'''

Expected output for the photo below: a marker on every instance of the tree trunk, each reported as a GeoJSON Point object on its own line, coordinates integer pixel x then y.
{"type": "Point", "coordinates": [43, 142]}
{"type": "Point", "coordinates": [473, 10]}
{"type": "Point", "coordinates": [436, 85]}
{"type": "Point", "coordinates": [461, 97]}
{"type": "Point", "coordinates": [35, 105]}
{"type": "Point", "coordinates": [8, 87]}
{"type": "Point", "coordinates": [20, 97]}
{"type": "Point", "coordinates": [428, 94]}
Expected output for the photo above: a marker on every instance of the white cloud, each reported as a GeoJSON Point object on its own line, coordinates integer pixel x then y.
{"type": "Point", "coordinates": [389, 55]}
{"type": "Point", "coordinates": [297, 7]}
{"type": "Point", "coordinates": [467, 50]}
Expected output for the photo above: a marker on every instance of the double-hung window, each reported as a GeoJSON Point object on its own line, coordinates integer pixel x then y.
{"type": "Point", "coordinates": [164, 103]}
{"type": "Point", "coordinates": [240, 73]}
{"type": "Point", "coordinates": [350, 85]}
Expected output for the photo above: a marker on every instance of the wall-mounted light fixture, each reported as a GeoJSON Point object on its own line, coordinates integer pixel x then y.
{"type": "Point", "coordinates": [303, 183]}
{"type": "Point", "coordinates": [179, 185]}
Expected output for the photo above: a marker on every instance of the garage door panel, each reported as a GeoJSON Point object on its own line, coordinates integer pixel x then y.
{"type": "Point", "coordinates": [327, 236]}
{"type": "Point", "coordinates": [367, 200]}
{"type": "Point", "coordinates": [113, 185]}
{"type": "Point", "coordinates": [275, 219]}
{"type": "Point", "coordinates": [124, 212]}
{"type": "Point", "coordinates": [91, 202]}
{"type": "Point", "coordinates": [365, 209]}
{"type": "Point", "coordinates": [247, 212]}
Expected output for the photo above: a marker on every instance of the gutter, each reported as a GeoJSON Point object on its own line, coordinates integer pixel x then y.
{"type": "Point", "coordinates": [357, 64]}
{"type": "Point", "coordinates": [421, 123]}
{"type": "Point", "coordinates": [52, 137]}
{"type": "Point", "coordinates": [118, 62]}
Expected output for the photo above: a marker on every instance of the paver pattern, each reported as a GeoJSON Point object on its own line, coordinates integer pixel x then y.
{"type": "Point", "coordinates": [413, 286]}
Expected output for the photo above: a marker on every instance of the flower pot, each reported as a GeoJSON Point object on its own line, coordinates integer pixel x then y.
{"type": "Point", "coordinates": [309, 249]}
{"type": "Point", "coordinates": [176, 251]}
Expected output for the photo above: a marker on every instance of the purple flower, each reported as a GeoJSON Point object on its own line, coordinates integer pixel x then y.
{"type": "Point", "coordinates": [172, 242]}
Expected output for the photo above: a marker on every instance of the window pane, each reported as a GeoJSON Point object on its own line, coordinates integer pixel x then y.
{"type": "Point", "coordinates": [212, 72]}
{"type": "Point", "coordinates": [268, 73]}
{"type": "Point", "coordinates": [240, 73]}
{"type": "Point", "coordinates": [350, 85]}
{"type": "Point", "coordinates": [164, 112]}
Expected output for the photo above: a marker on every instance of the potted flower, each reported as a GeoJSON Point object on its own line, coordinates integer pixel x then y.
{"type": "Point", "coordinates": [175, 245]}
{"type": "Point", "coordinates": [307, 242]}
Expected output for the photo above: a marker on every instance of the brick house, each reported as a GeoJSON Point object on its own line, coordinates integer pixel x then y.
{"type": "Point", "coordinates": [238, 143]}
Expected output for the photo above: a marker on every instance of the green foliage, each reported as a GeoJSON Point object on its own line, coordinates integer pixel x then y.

'''

THE TASK:
Print all the lines exactly as they occur in the listing.

REPLY TO THE EXERCISE:
Expected output for the photo below: a marker on every instance of the tree trunk, each reported as a GeoJSON Point object on its own line, coordinates integer pixel x then y.
{"type": "Point", "coordinates": [43, 142]}
{"type": "Point", "coordinates": [473, 10]}
{"type": "Point", "coordinates": [436, 85]}
{"type": "Point", "coordinates": [461, 97]}
{"type": "Point", "coordinates": [35, 105]}
{"type": "Point", "coordinates": [8, 87]}
{"type": "Point", "coordinates": [20, 97]}
{"type": "Point", "coordinates": [428, 94]}
Expected output for the photo above: a marker on every instance of the white cloud, each reported as a GeoJSON Point object on its own line, coordinates integer pixel x then y.
{"type": "Point", "coordinates": [389, 55]}
{"type": "Point", "coordinates": [297, 7]}
{"type": "Point", "coordinates": [467, 50]}
Expected output for the photo above: a marker on every instance of the double-hung window, each reported as a GeoJSON Point object on its own line, coordinates integer pixel x then y.
{"type": "Point", "coordinates": [164, 103]}
{"type": "Point", "coordinates": [240, 73]}
{"type": "Point", "coordinates": [350, 85]}
Expected output for the photo above: a marker on every instance of the wall-mounted light fixture, each reported as a GeoJSON Point object on its own line, coordinates integer pixel x then y.
{"type": "Point", "coordinates": [303, 183]}
{"type": "Point", "coordinates": [179, 185]}
Expected output for the photo above: a marker on every instance of the garage door panel, each reported as a GeoJSON Point object on its own line, coordinates integer pixel x then y.
{"type": "Point", "coordinates": [327, 236]}
{"type": "Point", "coordinates": [367, 200]}
{"type": "Point", "coordinates": [113, 185]}
{"type": "Point", "coordinates": [275, 219]}
{"type": "Point", "coordinates": [124, 212]}
{"type": "Point", "coordinates": [91, 202]}
{"type": "Point", "coordinates": [365, 209]}
{"type": "Point", "coordinates": [247, 212]}
Expected output for the photo above: a marker on every instance of the gutter, each reported as a GeoJSON Point object on its own line, coordinates integer pixel x then y.
{"type": "Point", "coordinates": [357, 64]}
{"type": "Point", "coordinates": [421, 123]}
{"type": "Point", "coordinates": [52, 137]}
{"type": "Point", "coordinates": [118, 62]}
Expected output for the photo above: a marker on every instance of the paver pattern, each reported as a GeoJSON Point object on its own line, coordinates integer pixel x then y.
{"type": "Point", "coordinates": [413, 286]}
Expected output for the photo above: a marker on every instance of the flower pot, each reported as a GeoJSON Point object on its own line, coordinates integer pixel x then y.
{"type": "Point", "coordinates": [309, 249]}
{"type": "Point", "coordinates": [176, 251]}
Expected output for the photo above: a marker on every instance of the purple flower, each reported as a GeoJSON Point object on its own line, coordinates integer pixel x then y.
{"type": "Point", "coordinates": [172, 242]}
Expected output for the photo above: a marker on every instance of the window pane, each reported as a GeoJSON Point object on its own line, coordinates integer pixel x then y.
{"type": "Point", "coordinates": [212, 72]}
{"type": "Point", "coordinates": [268, 73]}
{"type": "Point", "coordinates": [240, 73]}
{"type": "Point", "coordinates": [350, 85]}
{"type": "Point", "coordinates": [164, 112]}
Expected output for the photo above: a marker on every instance of the potted flower, each reported as a GeoJSON Point object on its own line, coordinates integer pixel x then y.
{"type": "Point", "coordinates": [175, 245]}
{"type": "Point", "coordinates": [307, 242]}
Expected output for the photo above: a marker on every instance of the brick house, each reported as a GeoJSON Point object on its own line, coordinates integer pixel x then y.
{"type": "Point", "coordinates": [238, 143]}
Expected output for the photo above: a marker on every instance of the green foliage, each reported as a GeoJSON Point object on its own line, coordinates integer pixel x then y.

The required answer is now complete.